◆ **BRIEF**:
Reproduce the material below with "top-left corner" replaced by "upper-left corner", leaving every other character as it is and omitting the pictures.

◆ **MATERIAL SUPPLIED**:
▼

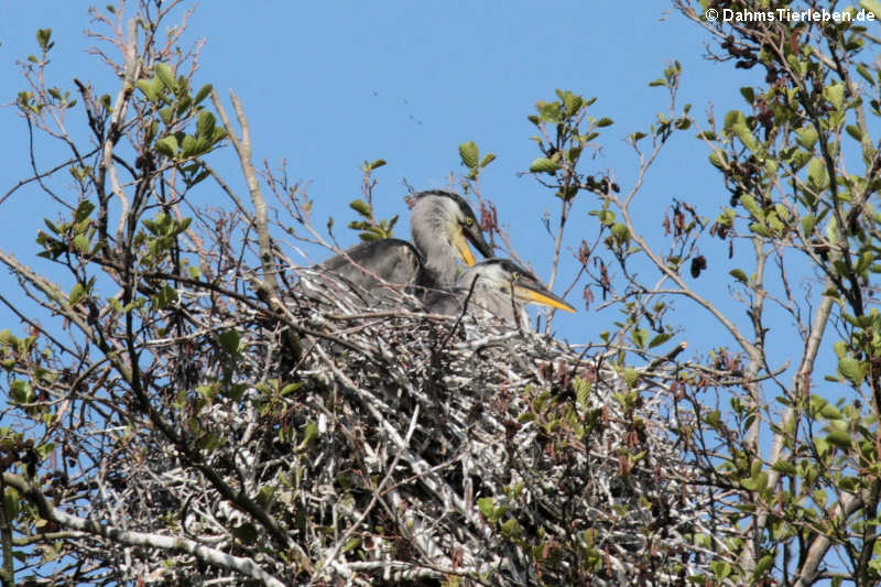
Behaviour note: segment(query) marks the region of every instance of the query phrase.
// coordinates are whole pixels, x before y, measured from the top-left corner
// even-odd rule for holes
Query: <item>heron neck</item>
[[[453,285],[457,254],[448,236],[450,219],[435,199],[423,196],[413,207],[410,217],[413,243],[422,253],[431,279],[437,285]]]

▲

◆ **COMPLETED EXERCISE**:
Behaviour note: segment(query) marks the region of every instance of the query phrase.
// coordinates are whole pixels, x before y, measured from the upper-left corner
// even-odd rule for holes
Query: <item>heron neck</item>
[[[453,285],[457,254],[448,236],[450,219],[435,199],[423,196],[413,207],[410,217],[413,243],[422,253],[431,279],[437,285]]]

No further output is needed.